To do:
- A) In the soil resistivity text below, what equipment was used to measure the electrical resistivity of the compacted soils?
- B) Please extend the soil resistivity text below, picking up right after its final sentence.
BEGIN Given text
The correlation between ER, moisture content, and soil density is likely to depend on particular combinations of the ranges of moisture content and soil fines that may be encountered. It will then be necessary to study the effects of those combinations in order to develop reliable correlations to ER measurements. In this paper, there is an attempt to determine the moisture content range for various types soils in which ER measurement can be used as a reliable representation of soil density. In this research, the soil specimens are tested under the same electrical setup in both dry and wet sides of OMC for three different types of soils from coarse-grained to fine-grained soils with various amounts of fines content.
2 Material and Method
The soil samples were prepared with three different fines contents 0%, 30%, and 60%, which are called hereinafter Sample 1, Sample 2, and Sample 3, respectively. Figure 1 depicts the soil grain size distribution that was determined for these samples using sieve analysis. Table 1 shows the soil classification according to the Unified Soil Classification System (USCS).
For the soil compaction, the standard proctor test was conducted according to the criteria of ASTM D-698. The only difference was using a mold machine from a 4-inch diameter PVC Schedule 80 pipe instead of regular steel mold for the standard proctor test. Fig. 2 shows the laboratory equipment used for ER measurement of compacted soils.
PVC was chosen because it was a good electrical insulator with resistivity of 1015 Ω-cm. It should be noted that, from geotechnical point of view, the plastic mold had no effect on results of moisture contents or soil density in comparison with regular proctor mold. Moreover, the plastic mold allowed insertion of two lateral electrodes (M and N) in the soil after its compaction. These electrodes were measuring the electrical potential, while the current was applied to the soil specimen through the top and bottom electrodes (A and B) (See Fig. 3).
The electrical resistivity of compacted soils was measured using SuperSting R1 and an Adapter Box. The SuperSting measures the resistance of material in Ohm Ω, which depends upon the shape and the size of specimen. In order to calculate the resistivity of soil material with the unit of Ohm Ω-cm, a correction factor was needed. This factor is derived by dividing the sample cross-sectional area by the distance between the electrodes A and B [12].
It should be noted that to assure repeatability of the results, 40% of the tests were repeated and the results of dry density, moisture content, and electrical resistivity were within ± 3.5% margin of error. Figure 3 illustrates a schematic view of the PVC mold, electrodes, and electrical current in soil sample.
3 Results and Discussion
The dry density versus moisture content curves for soil Samples 1 through 3 are presented in Fig. 4. This figure shows that Sample 1 with 0% fines content has the lowest optimum moisture content (OMC), while the Sample 2 with 60% fines content has the highest OMC, which is compatible with typical behavior of well-graded sands [13]. These previous studies indicate that the addition of fines content with low plasticity to sandy soil up to a certain percentage, which varies from about 10% to 30% and depends upon the gradation of sand to be compacted, decreases the OMC and increases the Maximum Dry Density (MDD) of sand. With adding low-plastic fines content, OMC and MDD start to have an inverse trend.
END Given text
BEGIN Data shown
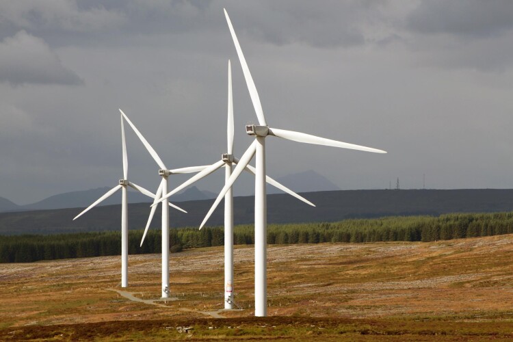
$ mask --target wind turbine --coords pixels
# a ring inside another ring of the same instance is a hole
[[[191,177],[189,180],[168,193],[162,198],[155,200],[152,205],[152,209],[157,208],[159,201],[168,198],[171,196],[176,194],[178,192],[190,185],[191,184],[199,181],[224,166],[225,168],[225,182],[227,182],[232,174],[232,164],[239,162],[239,159],[233,155],[233,101],[232,96],[232,77],[231,66],[230,60],[228,61],[228,124],[226,128],[226,140],[227,140],[227,153],[223,153],[221,156],[221,160],[213,164],[203,167],[203,170],[197,174]],[[255,174],[255,169],[250,165],[246,165],[244,169],[252,174]],[[288,187],[278,183],[271,177],[266,176],[266,181],[275,186],[276,187],[289,194],[296,198],[302,200],[313,207],[315,207],[313,203],[304,198],[301,196],[295,193]],[[159,194],[157,194],[157,196]],[[150,216],[151,218],[151,216]],[[150,218],[151,220],[151,218]],[[148,230],[149,224],[146,225],[146,229],[143,235],[143,240]],[[142,244],[142,241],[141,242]],[[233,308],[233,194],[231,188],[230,188],[224,195],[224,308]]]
[[[265,317],[267,316],[267,203],[265,181],[265,137],[267,135],[274,135],[288,140],[306,144],[350,148],[377,153],[386,153],[386,152],[369,147],[319,137],[310,134],[269,127],[263,115],[256,87],[251,77],[251,73],[244,58],[244,55],[242,53],[239,40],[237,38],[235,31],[233,30],[233,27],[230,21],[230,17],[228,16],[226,10],[224,10],[224,15],[226,18],[226,22],[230,29],[232,39],[235,45],[239,60],[242,66],[244,79],[246,79],[250,96],[251,97],[259,124],[246,126],[246,133],[250,135],[254,136],[255,140],[241,157],[240,162],[237,165],[231,176],[226,183],[224,187],[221,190],[212,207],[203,220],[200,228],[205,225],[220,202],[222,196],[228,192],[244,168],[250,162],[253,155],[256,154],[256,172],[254,187],[254,315],[259,317]]]
[[[123,111],[121,109],[119,110],[120,112],[121,112],[121,114],[123,116],[124,119],[127,120],[127,122],[129,123],[129,124],[132,127],[132,129],[133,129],[133,131],[135,132],[135,134],[137,137],[139,137],[139,139],[142,142],[143,145],[144,145],[144,147],[146,147],[146,150],[148,150],[148,152],[150,153],[150,155],[153,158],[153,159],[157,162],[157,164],[160,167],[160,170],[159,170],[159,175],[160,175],[162,177],[162,180],[160,182],[160,185],[159,185],[159,188],[157,189],[157,192],[155,193],[155,196],[154,197],[154,201],[153,203],[155,203],[157,200],[160,199],[161,196],[161,194],[165,194],[168,192],[168,176],[170,174],[180,174],[180,173],[191,173],[191,172],[197,172],[198,171],[200,171],[205,168],[207,166],[192,166],[189,168],[182,168],[179,169],[174,169],[174,170],[168,170],[168,168],[166,167],[166,165],[163,163],[162,160],[159,157],[159,155],[157,154],[157,152],[153,149],[153,147],[151,147],[151,145],[148,142],[148,141],[144,138],[144,137],[141,134],[141,132],[139,131],[139,130],[135,127],[135,126],[132,123],[132,122],[130,120],[130,119],[127,116],[127,115],[123,113]],[[163,199],[161,201],[162,203],[162,224],[161,224],[161,228],[162,228],[162,288],[161,288],[161,295],[163,298],[169,298],[169,207],[168,205],[172,206],[170,203],[169,203],[167,198]],[[182,211],[187,213],[183,209],[181,209],[180,208],[177,208],[175,206],[173,206],[174,207],[178,209],[179,210],[181,210]],[[155,209],[157,209],[156,206],[154,206],[151,211],[150,213],[150,218],[148,220],[148,222],[146,224],[146,229],[144,230],[144,234],[142,237],[142,241],[144,241],[144,237],[146,237],[146,233],[148,231],[148,228],[150,226],[150,224],[151,223],[151,220],[153,218],[153,214],[155,213]],[[141,246],[142,246],[142,241],[141,241]]]
[[[123,117],[121,116],[121,142],[123,154],[123,178],[119,180],[119,184],[100,197],[94,203],[88,207],[83,211],[75,217],[73,220],[77,220],[84,213],[89,211],[96,205],[106,200],[116,192],[122,189],[121,195],[121,287],[128,287],[128,196],[127,187],[129,186],[135,190],[155,198],[155,196],[144,187],[134,184],[128,180],[128,158],[127,157],[127,144],[124,140],[124,127],[123,124]],[[183,210],[178,207],[171,205],[179,210]]]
END Data shown
Responses to the exercise:
- A) A SuperSting R1 and an Adapter Box.

- B)
Figure 5 illustrates electrical resistivity values versus moisture content for all soil samples tested. For the three types of samples, electrical resistivity values were found to decrease with increasing of moisture content. Resistivity values decrease with a decreasing rate when moisture content increased up to 1–1.5 times the optimum moisture content, then electrical resistivity becomes almost constant with further increases in the moisture content. It indicates that when void spaces between grains fill and become connected to each other with fluid, adding more water to the soil has no considerable effect on the electrical conductivity of material. This is very similar to the variation of coefficient of permeability from dry to wet side of optimum moisture content.
Figure 5 also shows that in high moisture content ranges, the resistivity of individual soil samples decreases with increasing the percentage of fines content. In coarse granular soils, electrical resistivity is a function of the soil porosity, soil structure, and arrangement of the grains that provide different paths for the current. In fine-grained soils, however, it is mainly affected by the surface conductivity of the fine particles that considerably pave the way for electrical flow [14]. Furthermore, the increase of fines content results in filling the voids that exist between the particles and consequently minimize the volume of voids and connect the grains.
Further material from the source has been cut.